**Extrait**
-.-.-

Je suis au curling. Le matin au petit-déjeûner, mes collègues parlent de ce qu'ils vont faire dans la journée, Jean-François couvre les gros trucs sportifs, Caroline les gros trucs pas sportifs, François est au hockey, Simon à Whistler et Réjean... Effrayant Réjean. Il est partout. Il couvre tout. Les ministres l'appellent à 6h30 du matin, l'autre matin je suis témoin, Lisa Machin, l'ancienne ministre fédérale.

Qu'est-ce qu'elle voulait?

Je te le dirai pas.

Je les adore, Réjean inclus. Mais ce sont des journalistes. Alors que moi, pas tant que ça. Sont au courant de tout. Moi de rien. Jamais un ministre ne m'a appelé de ma vie. Chaque matin, notre boss à Montréal récapitule le programme de chacun pour la journée, nous l'envoie par courriel, Simon ceci, Caroline cela, Jean-François, Réjean, tous hyper bookés, moi ça dit toujours la même chose, Foglia: libre.

Libre? OK je vais aller au patinage artistique. J'y vais. Réjean est déjà là. Libre? OK, je peux aller au hockey féminin avec vous Caroline? Non, c'est moi, dit Réjean.

OK d'abord. Je vais aller au curling. Réjean tu vas pas au curling?

Pour vous dire comme je connais le curling, en préparation des Jeux, j'ai découpé un article dans une revue. Je commence à le lire tout à l'heure, dans le parc voisin de l'aréna, merde c'est pas sur le curling, c'est sur le curling en chaise roulante, une discipline des paralympiques. Si voulez mon avis, devraient tous jouer en chaise roulante, je veux dire, je ne pense que le curling soit un sport, alors tant qu'à ne pas faire de sport, pourquoi pas s'asseoir?

Le Vancouver Olympic Centre où cela se joue est situé au sud de Mount Pleasant, dans le centre de Vancouver. Les maisons ont des jardinets, les arbres des petites feuilles d'un vert tendre. C'était le printemps hier. Je suivais la foule.

-.-.-

Enregistrements d'un jeu d'annotation par points:
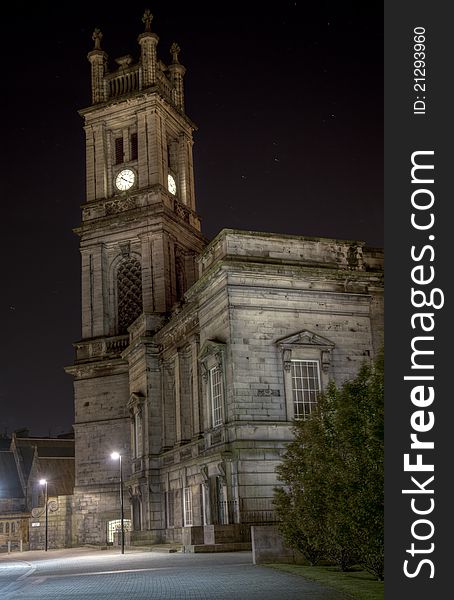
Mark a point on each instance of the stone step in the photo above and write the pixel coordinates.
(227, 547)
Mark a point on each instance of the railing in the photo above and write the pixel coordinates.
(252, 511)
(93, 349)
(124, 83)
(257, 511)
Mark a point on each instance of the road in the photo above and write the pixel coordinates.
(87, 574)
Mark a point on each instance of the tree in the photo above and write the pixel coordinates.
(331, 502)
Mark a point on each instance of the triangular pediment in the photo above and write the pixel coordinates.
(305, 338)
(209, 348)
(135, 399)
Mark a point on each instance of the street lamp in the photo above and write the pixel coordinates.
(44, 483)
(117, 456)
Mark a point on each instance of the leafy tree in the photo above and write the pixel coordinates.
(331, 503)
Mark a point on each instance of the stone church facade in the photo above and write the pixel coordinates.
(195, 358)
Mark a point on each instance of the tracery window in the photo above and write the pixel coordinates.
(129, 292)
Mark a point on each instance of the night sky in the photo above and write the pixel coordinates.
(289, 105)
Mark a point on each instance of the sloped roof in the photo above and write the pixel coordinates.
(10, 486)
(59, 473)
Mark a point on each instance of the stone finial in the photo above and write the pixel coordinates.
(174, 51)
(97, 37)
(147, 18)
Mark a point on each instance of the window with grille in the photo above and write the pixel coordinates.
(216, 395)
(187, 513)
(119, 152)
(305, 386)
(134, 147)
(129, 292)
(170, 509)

-.-.-

**Défi**
Écris la suite de l'extrait sur le curling aux Jeux de Vancouver, en partant de sa dernière phrase. Les items forment un matériau à part, sans lien avec l'extrait.

**Résultat**
Pour l'entrée des médias, il fallait faire le tour par une rue en bordure du Queen Elizabeth Park, un des plus beaux de Vancouver, presque aussi vaste et pentu que notre Mont-Royal. À gauche, l'entrée des médias, j'ai pris à droite, le parc. J'en ai été tout de suite récompensé par le coup de sifflet d'une marmotte qui appelait son marmoton. Envoye à la maison!

Je suis monté à travers les taupinières, me suis assis dans l'herbe, au soleil. Des oies sont arrivées, six. Des Canada gooses, de celles qui ne font que passer chez nous et se posent par milliers dans nos champs au printemps et à l'automne. Méfiantes chez nous, ici familières et pique-assiette comme des pigeons.

J'ai rien les filles, une banane, vous mangeriez de la banane? Des amoureux sont passés enlacés, parlant d'amoureux c'était l'anniversaire de ma fiancée, allo fiancée...

T'es où?

Je suis au curling mon amour. Enfin presque. Es-tu fière de moi? Tu le sais mon amour, tout ce que fais dans la vie, c'est pour que tu sois fière de moi. Si tu me quittais, je n'irais plus jamais au curling, ça me tenterait même plus.

J'ai lu un peu. Des poèmes de Philippe Léotard que je traîne souvent en voyage, ce sont aussi des chansons mais j'aime mieux les lire, j'écris en vain, c'est que je préfère, j'écris dans la stupeur, voisin du zéro du coeur. Puis j'ai fait un petit dodo sous un chêne et je suis allé au curling.

Bien sûr, vous voulez savoir qui a gagné? Le Luxembourg, 8 à 2.

Le patinage artistique

Au patinage artistique, m'expliquait le Français assis à côté de moi dans la tribune de presse du Pacific Coliseum, au patinage artistique, il y a les artistiques, la caricature étant l'Américain Johnny Weir qui ne devrait plus laisser sa maman l'habiller, il y a aussi l'autre Américain, Evan Lysacek, et à un degré moindre votre Canadien Patrick Chan qui devrait changer de chorégraphe, elle l'empêche de s'exprimer.

Est-il en train de me dire que «notre» Chan patine un peu moumoune?

Et il y a les athlétiques. Le Français Joubert en tête qui l'est trop, il confond patinage artistique et cascades. Le Japonais Daisuke Takahashi qui devrait être sur le podium ce soir, et Plushenko le plus complet des patineurs qui dit être revenu au patinage pour lui redonner un peu de lustre. C'est pas la modestie qui l'étouffe, mais reconnaissons qu'il a le talent pour asseoir ses prétentions. Après Turin où il a gagné il s'est marié, il a fait un bébé, il a fait la une des journaux à potins de Russie tous les jours et il a pris 20 livres.

Ça ne paraissait pas sur la glace mardi soir.

Je sais, j'ai écrit tant d'horreurs sur la patinage artistique... En fait toujours la même. J'en ai seulement contre la théâtralité de ce très grand sport. Accordez-moi que j'ai toujours dit: un très grand sport.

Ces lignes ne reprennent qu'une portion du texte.